→ EXERCISE 1: In the listing, turn the lines from the one containing "Task: given the image, detect each melted" to the one containing "[1350,596,1415,688]" into a Markdown table with the columns Row and Line, leaving out any blank lines.

1968

May 1968 graffiti (Paris): “TAKE YOUR DESIRES FOR REALITY”

-by Michael Urban

The Paris Commune of 1871, in which a socially democratic government was briefly formed in opposition to authoritarian leadership, is worth considering alongside the Paris protests of May 1968, as both had profound influences on socialism, anarchism, and beyond.1 Lasting until June, the ’68 protests had a similar timeframe to the Commune and even replicated some of its imagery, such as barricades and red flags.2 The movement started among disgruntled university students, quickly spreading into a general strike that enveloped all of France, including a fifth of all Parisians.3 Key issues involved repressed speech and unfavourable labor conditions despite a “post-war boom.”4 What followed were protestors clashing with police and destroying property, going so far as burning the Stock Exchange.5 It ended when the French government threw “‘a few crumbs to the people’” in the form of minor wage increases and contracts, although broader systemic changes were not immediately achieved.6

May ’68 was distinguished somewhat from the Commune by the involvement of the students. Although education and youth participation were encouraged, the working class were considered the driving force of the Commune and their “emancipation… had to be [their] own doing,” whereas May ’68 was very much the brainchild of students.7 Although the ‘68 events are considered the “greatest general strike in French history,” workers were quiet and underrepresented until student protests began.8 Nearly a century after the Commune, after having absorbed much of its political legacy, these students existed as a clearly defined demographic with lofty political ambitions.

→ DATASET EXTRACT:
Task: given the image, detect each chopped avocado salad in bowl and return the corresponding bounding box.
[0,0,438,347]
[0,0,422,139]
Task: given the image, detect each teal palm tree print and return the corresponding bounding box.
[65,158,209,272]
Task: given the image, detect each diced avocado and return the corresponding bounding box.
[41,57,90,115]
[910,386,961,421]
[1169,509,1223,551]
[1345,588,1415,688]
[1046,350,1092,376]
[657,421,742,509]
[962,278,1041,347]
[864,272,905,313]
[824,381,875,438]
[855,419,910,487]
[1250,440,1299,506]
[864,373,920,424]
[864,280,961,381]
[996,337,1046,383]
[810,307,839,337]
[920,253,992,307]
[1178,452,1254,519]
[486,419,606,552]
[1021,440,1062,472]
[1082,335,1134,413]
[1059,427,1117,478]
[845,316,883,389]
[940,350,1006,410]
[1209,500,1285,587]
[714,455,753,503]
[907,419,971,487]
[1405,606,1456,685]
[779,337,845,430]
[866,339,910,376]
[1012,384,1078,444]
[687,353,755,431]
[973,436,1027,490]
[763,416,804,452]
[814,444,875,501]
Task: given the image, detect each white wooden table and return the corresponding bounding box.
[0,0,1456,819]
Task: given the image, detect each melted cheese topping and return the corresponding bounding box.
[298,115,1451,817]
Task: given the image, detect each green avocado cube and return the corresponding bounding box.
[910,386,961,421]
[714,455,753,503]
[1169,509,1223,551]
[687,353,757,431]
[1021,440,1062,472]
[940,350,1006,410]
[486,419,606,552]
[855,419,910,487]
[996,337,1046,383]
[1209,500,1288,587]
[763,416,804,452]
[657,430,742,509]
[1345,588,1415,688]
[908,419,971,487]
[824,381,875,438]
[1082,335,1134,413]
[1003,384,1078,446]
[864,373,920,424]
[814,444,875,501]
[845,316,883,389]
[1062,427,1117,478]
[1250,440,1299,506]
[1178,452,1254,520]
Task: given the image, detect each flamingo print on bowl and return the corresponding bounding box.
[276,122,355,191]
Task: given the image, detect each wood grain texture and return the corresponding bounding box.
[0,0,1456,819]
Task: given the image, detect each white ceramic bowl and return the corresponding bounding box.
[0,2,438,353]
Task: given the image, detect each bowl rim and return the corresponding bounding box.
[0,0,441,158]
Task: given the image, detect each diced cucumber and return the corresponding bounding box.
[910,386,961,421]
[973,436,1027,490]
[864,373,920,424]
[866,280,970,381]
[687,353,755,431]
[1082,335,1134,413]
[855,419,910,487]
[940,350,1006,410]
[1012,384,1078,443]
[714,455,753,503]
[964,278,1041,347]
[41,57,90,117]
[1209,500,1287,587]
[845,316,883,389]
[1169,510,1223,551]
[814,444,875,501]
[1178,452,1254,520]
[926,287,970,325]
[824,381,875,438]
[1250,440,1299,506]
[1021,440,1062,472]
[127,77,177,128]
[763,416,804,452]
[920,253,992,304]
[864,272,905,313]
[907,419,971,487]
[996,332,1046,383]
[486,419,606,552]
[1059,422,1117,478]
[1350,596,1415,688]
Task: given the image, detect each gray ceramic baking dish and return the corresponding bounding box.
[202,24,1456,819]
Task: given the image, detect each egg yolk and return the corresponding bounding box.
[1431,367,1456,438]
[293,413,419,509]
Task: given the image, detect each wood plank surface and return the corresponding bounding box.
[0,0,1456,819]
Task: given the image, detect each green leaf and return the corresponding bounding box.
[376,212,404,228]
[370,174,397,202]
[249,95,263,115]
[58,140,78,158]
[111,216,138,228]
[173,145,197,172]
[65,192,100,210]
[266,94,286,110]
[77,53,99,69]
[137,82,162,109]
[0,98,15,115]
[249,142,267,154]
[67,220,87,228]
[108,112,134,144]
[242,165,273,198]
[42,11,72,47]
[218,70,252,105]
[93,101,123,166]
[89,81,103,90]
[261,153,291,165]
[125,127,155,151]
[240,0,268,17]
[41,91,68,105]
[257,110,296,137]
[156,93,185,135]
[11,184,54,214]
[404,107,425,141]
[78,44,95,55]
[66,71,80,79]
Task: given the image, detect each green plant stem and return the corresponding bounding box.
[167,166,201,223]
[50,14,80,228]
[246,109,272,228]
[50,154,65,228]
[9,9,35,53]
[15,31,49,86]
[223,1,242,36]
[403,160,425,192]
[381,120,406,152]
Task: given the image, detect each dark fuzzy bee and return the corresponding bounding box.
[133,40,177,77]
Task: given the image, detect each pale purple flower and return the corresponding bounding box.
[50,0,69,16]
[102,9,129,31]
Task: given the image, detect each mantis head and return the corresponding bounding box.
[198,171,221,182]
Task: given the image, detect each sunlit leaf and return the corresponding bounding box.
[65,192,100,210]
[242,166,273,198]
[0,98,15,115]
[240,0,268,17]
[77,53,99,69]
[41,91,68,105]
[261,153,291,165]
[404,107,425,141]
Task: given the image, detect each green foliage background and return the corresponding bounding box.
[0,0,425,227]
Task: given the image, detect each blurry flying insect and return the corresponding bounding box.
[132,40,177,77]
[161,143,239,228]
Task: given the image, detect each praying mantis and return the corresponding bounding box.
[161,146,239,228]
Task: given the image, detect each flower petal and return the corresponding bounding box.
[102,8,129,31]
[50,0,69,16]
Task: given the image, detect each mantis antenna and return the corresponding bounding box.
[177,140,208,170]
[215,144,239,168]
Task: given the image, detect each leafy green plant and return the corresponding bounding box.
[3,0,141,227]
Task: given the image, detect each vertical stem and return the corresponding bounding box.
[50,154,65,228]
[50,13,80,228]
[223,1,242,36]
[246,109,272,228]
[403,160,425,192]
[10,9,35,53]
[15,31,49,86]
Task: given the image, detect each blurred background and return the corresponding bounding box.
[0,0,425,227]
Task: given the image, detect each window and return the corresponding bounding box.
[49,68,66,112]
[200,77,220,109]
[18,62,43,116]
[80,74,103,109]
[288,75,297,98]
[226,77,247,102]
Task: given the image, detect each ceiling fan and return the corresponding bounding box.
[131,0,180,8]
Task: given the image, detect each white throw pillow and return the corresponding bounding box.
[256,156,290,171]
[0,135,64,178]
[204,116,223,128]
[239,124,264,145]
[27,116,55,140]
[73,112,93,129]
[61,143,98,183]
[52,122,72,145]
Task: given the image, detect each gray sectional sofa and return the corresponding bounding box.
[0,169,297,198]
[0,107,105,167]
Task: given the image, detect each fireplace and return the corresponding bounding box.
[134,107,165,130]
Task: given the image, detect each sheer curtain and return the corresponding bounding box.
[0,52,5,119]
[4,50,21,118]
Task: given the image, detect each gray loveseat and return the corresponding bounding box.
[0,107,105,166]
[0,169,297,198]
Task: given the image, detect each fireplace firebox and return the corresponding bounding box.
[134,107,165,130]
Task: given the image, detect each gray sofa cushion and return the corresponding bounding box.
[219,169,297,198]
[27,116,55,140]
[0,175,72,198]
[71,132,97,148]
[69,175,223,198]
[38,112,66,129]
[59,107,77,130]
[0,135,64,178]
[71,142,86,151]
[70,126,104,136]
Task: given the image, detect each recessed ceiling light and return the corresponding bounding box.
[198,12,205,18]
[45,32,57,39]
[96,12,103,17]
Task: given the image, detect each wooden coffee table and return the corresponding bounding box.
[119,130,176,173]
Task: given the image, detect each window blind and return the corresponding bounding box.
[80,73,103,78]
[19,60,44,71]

→ EXERCISE 2: Return the full essay on the May 1968 Paris protests word for word.

→ EXERCISE RESPONSE 1:
| Row | Line |
|---|---|
| 1 | Task: given the image, detect each melted cheese topping and return the corresponding bounding box. |
| 2 | [298,115,1451,817] |
| 3 | Task: given the image, detect each green avocado cube and return the corresponding bounding box. |
| 4 | [910,386,961,421] |
| 5 | [714,455,753,503] |
| 6 | [1169,509,1223,551] |
| 7 | [687,353,757,431] |
| 8 | [1021,440,1062,472] |
| 9 | [940,350,1006,410] |
| 10 | [486,419,606,552] |
| 11 | [855,419,910,487] |
| 12 | [996,337,1046,383] |
| 13 | [1209,500,1288,587] |
| 14 | [763,416,804,452] |
| 15 | [657,430,742,509] |
| 16 | [1345,588,1415,688] |
| 17 | [908,419,971,487] |
| 18 | [824,381,875,438] |
| 19 | [1082,335,1134,413] |
| 20 | [1003,384,1078,446] |
| 21 | [864,373,920,424] |
| 22 | [814,444,875,501] |
| 23 | [845,316,883,389] |
| 24 | [1062,427,1117,478] |
| 25 | [1250,440,1299,506] |
| 26 | [1178,452,1254,520] |
| 27 | Task: given the image, detect each flamingo print on bowl and return the corresponding bounding box. |
| 28 | [276,122,355,191] |
| 29 | Task: given the image, detect each wood grain texture and return the corresponding bounding box. |
| 30 | [0,0,1456,819] |
| 31 | Task: given the image, detect each white ceramic bowl and return the corresponding bounding box. |
| 32 | [0,2,438,353] |
| 33 | Task: given the image, detect each bowl rim and return the corresponding bounding box. |
| 34 | [0,0,441,158] |
| 35 | Task: given the image, detect each diced cucumber and return the corresponding bounding box. |
| 36 | [910,386,961,421] |
| 37 | [973,436,1027,490] |
| 38 | [864,373,920,424] |
| 39 | [866,280,970,381] |
| 40 | [687,353,755,431] |
| 41 | [1082,335,1134,413] |
| 42 | [855,419,910,487] |
| 43 | [940,350,1006,410] |
| 44 | [1012,384,1078,443] |
| 45 | [714,455,753,503] |
| 46 | [964,278,1041,347] |
| 47 | [41,57,90,117] |
| 48 | [1209,500,1287,587] |
| 49 | [845,316,883,389] |
| 50 | [1169,510,1223,551] |
| 51 | [814,444,875,501] |
| 52 | [1178,452,1254,520] |
| 53 | [926,287,970,325] |
| 54 | [824,381,875,438] |
| 55 | [1250,440,1299,506] |
| 56 | [1021,440,1062,472] |
| 57 | [127,77,177,128] |
| 58 | [763,416,804,452] |
| 59 | [920,253,992,304] |
| 60 | [864,272,905,313] |
| 61 | [907,419,971,487] |
| 62 | [996,332,1046,383] |
| 63 | [486,419,606,552] |
| 64 | [1059,422,1117,478] |
| 65 | [1350,596,1415,688] |

→ EXERCISE RESPONSE 2:
1968

May 1968 graffiti (Paris): “TAKE YOUR DESIRES FOR REALITY”

-by Michael Urban

The Paris Commune of 1871, in which a socially democratic government was briefly formed in opposition to authoritarian leadership, is worth considering alongside the Paris protests of May 1968, as both had profound influences on socialism, anarchism, and beyond.1 Lasting until June, the ’68 protests had a similar timeframe to the Commune and even replicated some of its imagery, such as barricades and red flags.2 The movement started among disgruntled university students, quickly spreading into a general strike that enveloped all of France, including a fifth of all Parisians.3 Key issues involved repressed speech and unfavourable labor conditions despite a “post-war boom.”4 What followed were protestors clashing with police and destroying property, going so far as burning the Stock Exchange.5 It ended when the French government threw “‘a few crumbs to the people’” in the form of minor wage increases and contracts, although broader systemic changes were not immediately achieved.6

May ’68 was distinguished somewhat from the Commune by the involvement of the students. Although education and youth participation were encouraged, the working class were considered the driving force of the Commune and their “emancipation… had to be [their] own doing,” whereas May ’68 was very much the brainchild of students.7 Although the ‘68 events are considered the “greatest general strike in French history,” workers were quiet and underrepresented until student protests began.8 Nearly a century after the Commune, after having absorbed much of its political legacy, these students existed as a clearly defined demographic with lofty political ambitions.